▶ LISTED RECORDS:
----------------------------------------
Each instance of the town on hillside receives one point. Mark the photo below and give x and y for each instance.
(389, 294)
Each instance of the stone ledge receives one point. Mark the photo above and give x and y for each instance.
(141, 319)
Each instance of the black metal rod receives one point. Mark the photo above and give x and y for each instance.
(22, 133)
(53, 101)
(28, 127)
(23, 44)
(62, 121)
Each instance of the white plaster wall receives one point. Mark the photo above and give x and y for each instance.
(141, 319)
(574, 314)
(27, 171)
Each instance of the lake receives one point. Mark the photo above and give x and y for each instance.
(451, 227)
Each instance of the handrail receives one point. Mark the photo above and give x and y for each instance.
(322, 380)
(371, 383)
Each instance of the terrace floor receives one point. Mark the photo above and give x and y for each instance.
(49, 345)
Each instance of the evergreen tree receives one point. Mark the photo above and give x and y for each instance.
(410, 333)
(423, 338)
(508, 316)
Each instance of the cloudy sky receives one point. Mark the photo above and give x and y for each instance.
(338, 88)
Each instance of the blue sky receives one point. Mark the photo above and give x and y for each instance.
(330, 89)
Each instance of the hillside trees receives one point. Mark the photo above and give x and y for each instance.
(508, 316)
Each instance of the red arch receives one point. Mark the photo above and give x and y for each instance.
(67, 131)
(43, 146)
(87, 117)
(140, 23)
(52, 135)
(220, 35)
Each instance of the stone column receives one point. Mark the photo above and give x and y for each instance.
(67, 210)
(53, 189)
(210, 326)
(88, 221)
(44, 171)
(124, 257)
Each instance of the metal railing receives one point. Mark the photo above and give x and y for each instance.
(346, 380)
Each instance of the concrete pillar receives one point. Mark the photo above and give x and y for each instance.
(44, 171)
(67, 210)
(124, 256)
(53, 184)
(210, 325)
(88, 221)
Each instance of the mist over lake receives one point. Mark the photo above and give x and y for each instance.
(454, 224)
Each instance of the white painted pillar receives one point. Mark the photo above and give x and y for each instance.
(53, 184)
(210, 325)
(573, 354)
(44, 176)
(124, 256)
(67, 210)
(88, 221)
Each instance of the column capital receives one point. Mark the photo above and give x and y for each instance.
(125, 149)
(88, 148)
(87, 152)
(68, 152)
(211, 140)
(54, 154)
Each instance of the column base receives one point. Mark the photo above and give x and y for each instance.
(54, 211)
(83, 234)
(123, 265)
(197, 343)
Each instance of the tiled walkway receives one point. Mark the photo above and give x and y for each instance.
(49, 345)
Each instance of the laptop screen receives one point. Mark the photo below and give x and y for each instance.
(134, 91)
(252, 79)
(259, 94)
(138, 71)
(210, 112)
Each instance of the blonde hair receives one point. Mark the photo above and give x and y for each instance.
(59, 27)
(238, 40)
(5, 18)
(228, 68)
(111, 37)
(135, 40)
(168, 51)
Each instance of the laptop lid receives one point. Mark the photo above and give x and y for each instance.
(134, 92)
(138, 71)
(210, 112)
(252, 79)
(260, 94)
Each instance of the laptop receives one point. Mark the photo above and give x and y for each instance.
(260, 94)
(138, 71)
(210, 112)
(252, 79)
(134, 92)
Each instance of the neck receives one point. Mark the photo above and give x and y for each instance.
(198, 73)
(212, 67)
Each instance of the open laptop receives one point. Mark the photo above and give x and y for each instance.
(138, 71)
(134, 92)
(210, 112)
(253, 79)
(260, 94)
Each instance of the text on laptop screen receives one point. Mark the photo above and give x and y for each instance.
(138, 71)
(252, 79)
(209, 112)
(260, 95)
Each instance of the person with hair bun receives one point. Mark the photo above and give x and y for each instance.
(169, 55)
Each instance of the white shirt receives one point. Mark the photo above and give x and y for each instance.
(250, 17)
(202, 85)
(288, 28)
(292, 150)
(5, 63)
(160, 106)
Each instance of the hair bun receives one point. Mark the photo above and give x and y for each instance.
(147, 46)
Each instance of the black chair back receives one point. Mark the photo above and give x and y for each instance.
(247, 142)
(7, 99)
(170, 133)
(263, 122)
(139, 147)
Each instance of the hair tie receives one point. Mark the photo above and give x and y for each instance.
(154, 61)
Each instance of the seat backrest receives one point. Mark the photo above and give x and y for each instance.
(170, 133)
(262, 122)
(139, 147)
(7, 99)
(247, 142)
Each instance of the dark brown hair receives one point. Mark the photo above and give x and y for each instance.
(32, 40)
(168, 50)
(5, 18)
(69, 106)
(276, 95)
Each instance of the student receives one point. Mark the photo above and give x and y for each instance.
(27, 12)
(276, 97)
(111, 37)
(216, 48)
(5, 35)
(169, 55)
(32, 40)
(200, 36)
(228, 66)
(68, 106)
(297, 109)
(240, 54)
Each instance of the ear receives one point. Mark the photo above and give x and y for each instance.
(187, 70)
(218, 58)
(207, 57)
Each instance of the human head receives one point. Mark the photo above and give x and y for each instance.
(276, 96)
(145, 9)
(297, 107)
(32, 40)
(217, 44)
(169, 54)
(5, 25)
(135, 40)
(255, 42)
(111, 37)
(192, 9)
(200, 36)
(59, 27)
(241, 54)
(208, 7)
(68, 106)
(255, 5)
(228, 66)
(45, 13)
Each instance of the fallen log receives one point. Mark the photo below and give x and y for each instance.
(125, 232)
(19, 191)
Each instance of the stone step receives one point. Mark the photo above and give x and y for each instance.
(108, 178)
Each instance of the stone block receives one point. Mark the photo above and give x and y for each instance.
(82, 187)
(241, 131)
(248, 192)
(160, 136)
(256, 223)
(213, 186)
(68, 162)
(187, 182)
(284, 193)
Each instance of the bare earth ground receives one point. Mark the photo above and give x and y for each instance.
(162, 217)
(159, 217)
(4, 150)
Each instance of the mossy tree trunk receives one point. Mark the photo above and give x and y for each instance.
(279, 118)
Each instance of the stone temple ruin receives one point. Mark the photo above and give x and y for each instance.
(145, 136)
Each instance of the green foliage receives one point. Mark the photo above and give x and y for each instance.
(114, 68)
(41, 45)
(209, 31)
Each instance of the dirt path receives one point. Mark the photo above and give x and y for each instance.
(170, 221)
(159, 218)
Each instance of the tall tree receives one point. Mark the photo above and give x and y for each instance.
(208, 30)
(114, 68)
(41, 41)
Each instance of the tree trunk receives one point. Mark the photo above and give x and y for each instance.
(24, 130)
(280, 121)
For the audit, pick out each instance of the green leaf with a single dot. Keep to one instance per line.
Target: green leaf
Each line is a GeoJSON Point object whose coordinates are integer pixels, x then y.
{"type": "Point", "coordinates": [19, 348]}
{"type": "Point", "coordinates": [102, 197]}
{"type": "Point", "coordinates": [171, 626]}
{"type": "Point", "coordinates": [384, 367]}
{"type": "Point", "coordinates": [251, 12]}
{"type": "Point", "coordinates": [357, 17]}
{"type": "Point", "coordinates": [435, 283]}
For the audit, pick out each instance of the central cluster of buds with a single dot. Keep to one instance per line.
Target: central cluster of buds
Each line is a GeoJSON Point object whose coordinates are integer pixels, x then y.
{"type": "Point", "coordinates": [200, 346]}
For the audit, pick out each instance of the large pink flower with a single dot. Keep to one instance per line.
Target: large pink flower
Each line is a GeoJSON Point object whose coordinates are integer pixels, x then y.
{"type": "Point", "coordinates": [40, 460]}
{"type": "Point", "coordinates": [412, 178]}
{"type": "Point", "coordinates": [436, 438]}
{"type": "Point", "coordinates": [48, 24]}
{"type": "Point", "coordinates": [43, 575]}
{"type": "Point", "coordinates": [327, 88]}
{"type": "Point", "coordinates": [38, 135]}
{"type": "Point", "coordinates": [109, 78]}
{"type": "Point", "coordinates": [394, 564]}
----------------------------------------
▶ WHAT THE TASK ASKS: Apply a filter for "leaf" to the entries and show each line that passes.

▶ SOLVED EXERCISE:
For the audit, pick out each instance of the green leaf with a single dot. Keep to one instance per line.
Target: green leaf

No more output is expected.